[Extracted records]
* * *

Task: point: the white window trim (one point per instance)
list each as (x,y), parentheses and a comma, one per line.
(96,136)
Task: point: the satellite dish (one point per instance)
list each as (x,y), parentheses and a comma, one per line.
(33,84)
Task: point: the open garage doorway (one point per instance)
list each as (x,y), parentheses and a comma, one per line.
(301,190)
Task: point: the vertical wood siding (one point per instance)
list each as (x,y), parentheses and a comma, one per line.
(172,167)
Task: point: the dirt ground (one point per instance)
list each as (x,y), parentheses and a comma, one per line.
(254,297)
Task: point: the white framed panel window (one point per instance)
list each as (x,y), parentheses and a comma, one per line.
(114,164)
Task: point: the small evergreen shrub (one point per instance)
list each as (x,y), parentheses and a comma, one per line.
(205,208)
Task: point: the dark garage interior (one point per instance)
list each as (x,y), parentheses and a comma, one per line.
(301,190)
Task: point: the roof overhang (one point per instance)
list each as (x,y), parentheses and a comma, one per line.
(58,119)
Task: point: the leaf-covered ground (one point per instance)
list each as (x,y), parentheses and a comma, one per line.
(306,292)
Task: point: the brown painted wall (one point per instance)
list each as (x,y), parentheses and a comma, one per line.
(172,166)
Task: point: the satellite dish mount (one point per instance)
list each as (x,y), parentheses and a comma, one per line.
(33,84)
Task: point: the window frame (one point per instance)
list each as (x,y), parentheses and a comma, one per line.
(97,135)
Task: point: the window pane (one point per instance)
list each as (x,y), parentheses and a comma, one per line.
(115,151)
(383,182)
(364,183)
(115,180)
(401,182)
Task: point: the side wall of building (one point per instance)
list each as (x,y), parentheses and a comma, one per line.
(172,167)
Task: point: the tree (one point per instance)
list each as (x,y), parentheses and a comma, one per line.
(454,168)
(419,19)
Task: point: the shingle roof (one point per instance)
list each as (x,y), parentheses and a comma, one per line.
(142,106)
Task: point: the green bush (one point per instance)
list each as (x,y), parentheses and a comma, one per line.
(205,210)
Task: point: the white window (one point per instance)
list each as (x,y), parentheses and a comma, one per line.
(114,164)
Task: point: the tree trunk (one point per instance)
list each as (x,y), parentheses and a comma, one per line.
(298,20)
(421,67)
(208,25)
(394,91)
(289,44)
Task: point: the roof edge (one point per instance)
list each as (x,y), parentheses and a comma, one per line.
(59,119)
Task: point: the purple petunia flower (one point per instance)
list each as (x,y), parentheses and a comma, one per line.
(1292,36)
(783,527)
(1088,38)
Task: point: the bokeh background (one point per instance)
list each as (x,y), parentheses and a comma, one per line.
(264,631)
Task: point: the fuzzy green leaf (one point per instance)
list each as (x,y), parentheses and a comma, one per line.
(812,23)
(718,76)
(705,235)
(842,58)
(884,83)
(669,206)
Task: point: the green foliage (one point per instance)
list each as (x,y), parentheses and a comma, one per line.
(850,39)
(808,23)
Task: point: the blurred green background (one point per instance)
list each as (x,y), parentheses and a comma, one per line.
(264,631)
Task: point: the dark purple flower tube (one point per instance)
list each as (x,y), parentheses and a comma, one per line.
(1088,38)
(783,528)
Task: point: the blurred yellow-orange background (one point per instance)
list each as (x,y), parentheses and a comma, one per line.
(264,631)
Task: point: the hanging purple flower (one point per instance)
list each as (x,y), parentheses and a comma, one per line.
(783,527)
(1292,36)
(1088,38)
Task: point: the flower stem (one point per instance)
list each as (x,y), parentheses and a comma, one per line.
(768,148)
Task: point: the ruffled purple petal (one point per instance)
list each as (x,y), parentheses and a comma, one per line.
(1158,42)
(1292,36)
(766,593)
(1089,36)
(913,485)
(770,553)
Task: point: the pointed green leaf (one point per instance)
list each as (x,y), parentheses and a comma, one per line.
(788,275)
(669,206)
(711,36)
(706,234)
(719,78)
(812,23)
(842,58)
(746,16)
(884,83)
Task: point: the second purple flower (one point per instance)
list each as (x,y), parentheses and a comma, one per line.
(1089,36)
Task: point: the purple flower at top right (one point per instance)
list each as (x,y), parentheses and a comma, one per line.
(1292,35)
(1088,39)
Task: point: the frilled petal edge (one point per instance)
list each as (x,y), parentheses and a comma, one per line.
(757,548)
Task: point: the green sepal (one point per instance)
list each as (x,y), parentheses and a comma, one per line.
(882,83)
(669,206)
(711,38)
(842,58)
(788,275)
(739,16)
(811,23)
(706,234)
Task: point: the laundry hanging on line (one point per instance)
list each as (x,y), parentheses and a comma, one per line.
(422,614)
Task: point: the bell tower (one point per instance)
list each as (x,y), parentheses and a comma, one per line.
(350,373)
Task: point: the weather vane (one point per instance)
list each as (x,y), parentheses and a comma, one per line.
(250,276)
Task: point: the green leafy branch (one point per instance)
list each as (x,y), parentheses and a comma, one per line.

* * *

WORK TO COMPLETE: Reproduce the records above exactly, starting with the line that contains "Task: point: the second" and ending with the last line.

THE COMPLETED TASK:
Task: point: the second purple flower (one point per instance)
list each as (x,y), parentheses and a comma, one per line.
(1089,36)
Task: point: the purple flower at top right (one point per instance)
list each as (x,y), parentheses and a comma, one per line.
(1292,35)
(1088,39)
Task: point: the frilled petal edge (one point per instance)
list each as (x,y), parentheses and a comma, one per line.
(757,548)
Task: point: the green sepal (one point per instance)
list each as (x,y), parentheses and a comma, one per line.
(882,83)
(669,206)
(711,38)
(842,58)
(788,275)
(739,16)
(811,23)
(706,234)
Task: point: the laundry hanging on line (one point per instance)
list each as (x,y), parentheses and a comma, one per line.
(422,614)
Task: point: the bell tower (one point per instance)
list each as (x,y), parentheses and a comma, one per line.
(350,373)
Task: point: the weather vane (one point per instance)
list each as (x,y), parentheses and a comma, one per line.
(250,276)
Task: point: the green leafy branch (one point per instance)
list each as (x,y), parentheses and a comma, one per line.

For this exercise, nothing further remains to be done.